**OBJECTIVE**
Can you restate the records below word for word?

>> Begin

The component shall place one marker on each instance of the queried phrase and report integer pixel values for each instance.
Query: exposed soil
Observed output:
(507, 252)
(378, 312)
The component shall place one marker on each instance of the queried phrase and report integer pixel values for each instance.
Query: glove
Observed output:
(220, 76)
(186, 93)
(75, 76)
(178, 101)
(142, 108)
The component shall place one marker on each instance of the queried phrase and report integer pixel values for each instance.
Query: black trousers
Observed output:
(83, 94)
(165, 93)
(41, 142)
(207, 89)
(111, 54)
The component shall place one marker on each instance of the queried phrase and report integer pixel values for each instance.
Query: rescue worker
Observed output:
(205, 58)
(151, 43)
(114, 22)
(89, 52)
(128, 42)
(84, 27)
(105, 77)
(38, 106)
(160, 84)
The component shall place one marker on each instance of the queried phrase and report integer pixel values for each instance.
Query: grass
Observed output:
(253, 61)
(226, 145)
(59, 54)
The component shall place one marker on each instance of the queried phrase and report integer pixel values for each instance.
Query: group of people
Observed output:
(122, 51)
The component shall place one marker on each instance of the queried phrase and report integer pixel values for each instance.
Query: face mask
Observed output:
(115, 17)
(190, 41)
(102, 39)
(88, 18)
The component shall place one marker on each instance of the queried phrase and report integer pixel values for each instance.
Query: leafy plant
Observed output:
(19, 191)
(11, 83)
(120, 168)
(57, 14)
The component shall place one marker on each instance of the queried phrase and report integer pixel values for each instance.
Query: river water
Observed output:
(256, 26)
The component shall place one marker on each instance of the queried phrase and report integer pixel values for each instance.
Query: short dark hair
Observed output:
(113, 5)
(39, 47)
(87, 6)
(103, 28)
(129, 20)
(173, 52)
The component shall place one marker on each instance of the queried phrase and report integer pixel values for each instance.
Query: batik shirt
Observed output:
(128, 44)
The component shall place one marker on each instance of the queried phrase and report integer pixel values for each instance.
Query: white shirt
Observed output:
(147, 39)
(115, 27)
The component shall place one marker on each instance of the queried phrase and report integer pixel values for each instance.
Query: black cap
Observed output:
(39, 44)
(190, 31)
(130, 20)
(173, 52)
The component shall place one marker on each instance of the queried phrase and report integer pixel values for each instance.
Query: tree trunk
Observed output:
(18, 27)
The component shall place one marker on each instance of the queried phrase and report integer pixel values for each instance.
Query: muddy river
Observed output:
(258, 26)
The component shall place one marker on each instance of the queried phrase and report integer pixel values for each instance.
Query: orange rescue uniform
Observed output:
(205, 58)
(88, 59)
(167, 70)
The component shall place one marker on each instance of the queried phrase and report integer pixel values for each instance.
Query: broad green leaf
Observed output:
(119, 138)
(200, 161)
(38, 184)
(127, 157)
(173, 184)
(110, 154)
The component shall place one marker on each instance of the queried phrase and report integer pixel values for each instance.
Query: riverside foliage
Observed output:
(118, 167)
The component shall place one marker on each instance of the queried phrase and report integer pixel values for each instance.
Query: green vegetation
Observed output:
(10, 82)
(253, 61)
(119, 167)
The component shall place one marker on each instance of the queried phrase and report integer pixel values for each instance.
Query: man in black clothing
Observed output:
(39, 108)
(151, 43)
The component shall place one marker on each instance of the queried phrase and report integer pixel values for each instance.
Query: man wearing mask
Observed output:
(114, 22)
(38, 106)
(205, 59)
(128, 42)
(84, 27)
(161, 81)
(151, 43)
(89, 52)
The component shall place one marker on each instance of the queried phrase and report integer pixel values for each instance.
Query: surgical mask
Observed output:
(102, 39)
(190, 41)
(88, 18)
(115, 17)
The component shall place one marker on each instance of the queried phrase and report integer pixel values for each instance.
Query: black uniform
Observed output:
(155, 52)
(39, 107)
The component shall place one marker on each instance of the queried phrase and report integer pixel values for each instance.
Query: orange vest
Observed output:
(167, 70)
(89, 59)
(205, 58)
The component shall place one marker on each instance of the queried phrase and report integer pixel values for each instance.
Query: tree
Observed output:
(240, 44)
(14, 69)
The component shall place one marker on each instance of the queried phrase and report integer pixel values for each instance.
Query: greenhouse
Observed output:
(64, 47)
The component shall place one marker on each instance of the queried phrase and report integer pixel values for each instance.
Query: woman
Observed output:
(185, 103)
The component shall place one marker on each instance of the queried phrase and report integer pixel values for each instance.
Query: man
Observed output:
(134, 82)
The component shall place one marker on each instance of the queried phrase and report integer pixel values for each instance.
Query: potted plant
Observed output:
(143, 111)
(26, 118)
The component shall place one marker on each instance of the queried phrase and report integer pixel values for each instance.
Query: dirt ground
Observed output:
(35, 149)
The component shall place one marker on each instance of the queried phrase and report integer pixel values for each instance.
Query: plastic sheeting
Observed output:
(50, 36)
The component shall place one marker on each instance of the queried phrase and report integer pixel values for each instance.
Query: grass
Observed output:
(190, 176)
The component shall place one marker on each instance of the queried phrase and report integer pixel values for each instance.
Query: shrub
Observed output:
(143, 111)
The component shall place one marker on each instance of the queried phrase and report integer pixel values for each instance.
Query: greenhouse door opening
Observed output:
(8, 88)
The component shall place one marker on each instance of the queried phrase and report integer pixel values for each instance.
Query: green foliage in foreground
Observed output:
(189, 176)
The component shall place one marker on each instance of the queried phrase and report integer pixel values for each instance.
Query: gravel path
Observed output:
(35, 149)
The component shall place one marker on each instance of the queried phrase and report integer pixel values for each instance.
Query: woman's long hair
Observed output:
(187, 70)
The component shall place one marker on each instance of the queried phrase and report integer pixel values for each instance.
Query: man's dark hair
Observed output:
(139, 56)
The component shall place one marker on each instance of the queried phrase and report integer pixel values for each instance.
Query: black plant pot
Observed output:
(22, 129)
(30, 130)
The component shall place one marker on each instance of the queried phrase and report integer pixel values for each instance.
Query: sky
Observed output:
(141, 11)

>> End

**WRITTEN RESPONSE**
The component shall place one marker on each instance of the queried phrase and report integer pixel values for each instance.
Query: exposed soil
Observed output:
(507, 252)
(378, 312)
The component shall place one marker on each instance of the queried phrase and report integer pixel values for each instance.
Query: glove
Observed output:
(220, 76)
(186, 93)
(75, 76)
(178, 101)
(142, 108)
The component shall place one marker on each instance of the queried phrase and report integer pixel values for each instance.
Query: black trousers
Observed output:
(83, 94)
(165, 93)
(41, 142)
(207, 89)
(111, 54)
The component shall place one marker on each instance of the queried phrase and report integer pixel values for each instance.
Query: rescue worker
Observed output:
(205, 58)
(151, 43)
(114, 22)
(89, 52)
(128, 42)
(84, 27)
(105, 77)
(38, 106)
(160, 84)
The component shall place one marker on each instance of the queried phrase and report integer pixel values for each instance.
Query: grass
Observed output:
(253, 61)
(226, 145)
(59, 54)
The component shall place one marker on each instance of the queried phrase and report integer pixel values for each instance.
Query: group of people
Observed output:
(122, 51)
The component shall place one marker on each instance of the queried phrase and report integer pixel values for each instance.
Query: face mask
Observed output:
(115, 17)
(190, 41)
(102, 39)
(88, 18)
The component shall place one marker on each instance of the queried phrase and report integer pixel values for each instance.
Query: leafy plant
Observed output:
(19, 191)
(11, 83)
(120, 168)
(57, 14)
The component shall place one marker on each instance of the queried phrase and report integer pixel values for each instance.
Query: river water
Observed output:
(256, 26)
The component shall place one marker on each instance of the queried phrase and report integer pixel values for each instance.
Query: short dark hair
Observed output:
(113, 5)
(39, 47)
(87, 6)
(103, 28)
(129, 20)
(173, 52)
The component shall place one marker on each instance of the queried phrase and report integer pixel values for each instance.
Query: batik shirt
Observed output:
(128, 44)
The component shall place one marker on each instance of the queried phrase and report integer pixel values for each instance.
Query: white shirt
Observed output:
(147, 39)
(115, 27)
The component shall place one marker on each instance of the queried phrase and report integer pixel values for each instance.
Query: black cap
Observed output:
(39, 44)
(190, 31)
(130, 20)
(173, 52)
The component shall place one marker on each instance of the queried phrase and report integer pixel values for each instance.
Query: tree trunk
Observed output:
(18, 27)
The component shall place one marker on each instance of the queried phrase and report integer pixel values for each instance.
Query: muddy river
Observed output:
(258, 26)
The component shall place one marker on each instance of the queried phrase and report integer pixel values for each instance.
Query: orange rescue uniform
Observed output:
(205, 58)
(88, 59)
(167, 70)
The component shall place one marker on each instance of the queried phrase and report integer pixel values for each instance.
Query: broad green leaf
Observed output:
(119, 138)
(200, 161)
(38, 184)
(127, 157)
(173, 184)
(110, 154)
The component shall place one marker on each instance of the queried phrase and report integer pixel values for each instance.
Query: riverside foliage
Observed output:
(118, 167)
The component shall place one marker on each instance of the queried phrase and report integer pixel values for each instance.
Query: green vegetation
Observed output:
(10, 82)
(253, 61)
(119, 167)
The component shall place one marker on each instance of the queried phrase and report integer pixel values for each instance.
Query: man in black clothing
Observed output:
(39, 108)
(151, 43)
The component shall place one marker on each instance of the queried phrase and report integer pixel values for each instance.
Query: man wearing mask
Observed output:
(114, 22)
(38, 106)
(205, 59)
(128, 42)
(84, 27)
(161, 81)
(151, 43)
(89, 52)
The component shall place one marker on each instance of the queried phrase and report integer pixel values for each instance.
Query: surgical mask
Observed output:
(102, 39)
(190, 41)
(88, 18)
(115, 17)
The component shall place one marker on each instance of the queried phrase and report integer pixel values for each instance.
Query: black uniform
Observed output:
(155, 52)
(39, 107)
The component shall place one marker on each instance of the queried phrase and report integer pixel values for each instance.
Query: orange vest
Observed output:
(167, 70)
(89, 59)
(205, 58)
The component shall place one marker on each instance of the queried phrase and report integer pixel values for each instance.
Query: tree
Observed output:
(240, 44)
(14, 69)
The component shall place one marker on each instance of the queried phrase and report integer pixel values for each instance.
Query: greenhouse
Observed output:
(64, 47)
The component shall place one marker on each instance of the queried phrase and report integer pixel values for each instance.
Query: woman
Observed output:
(185, 103)
The component shall place one marker on each instance of the queried phrase and report integer pixel values for each instance.
Query: man
Observed output:
(134, 82)
The component shall place one marker on each instance of the queried phrase and report integer pixel values for each instance.
Query: potted plant
Observed output:
(143, 111)
(26, 118)
The component shall place one marker on each instance of the queried phrase and report integer pixel values for each instance.
Query: dirt ground
Observed output:
(35, 149)
The component shall place one marker on each instance of the queried phrase and report integer pixel values for each instance.
Query: plastic sheeting
Observed output:
(50, 36)
The component shall place one marker on each instance of the queried phrase and report integer pixel values for each instance.
Query: grass
Observed output:
(190, 176)
The component shall place one marker on each instance of the queried phrase and report integer pixel values for each instance.
Query: shrub
Observed output:
(143, 111)
The component shall place one marker on each instance of the queried phrase and report integer pixel values for each instance.
Query: greenhouse door opening
Observed output:
(8, 88)
The component shall place one marker on each instance of the queried phrase and report integer pixel values for each instance.
Query: green foliage in foreground
Observed output:
(189, 176)
The component shall place one marker on each instance of the queried phrase and report integer pixel values for each instance.
Query: gravel path
Observed output:
(35, 149)
The component shall place one marker on each instance of the queried phrase and report integer pixel values for each instance.
Query: woman's long hair
Observed output:
(187, 70)
The component shall place one marker on each instance of the queried phrase and report integer pixel values for each instance.
Query: man's dark hair
Observed output:
(139, 56)
The component shall place one marker on each instance of the queried phrase and report integer pixel values for each instance.
Query: black plant pot
Observed output:
(22, 129)
(30, 130)
The component shall place one marker on each instance of the queried phrase and report integer pixel values for each instance.
Query: sky
Observed output:
(141, 11)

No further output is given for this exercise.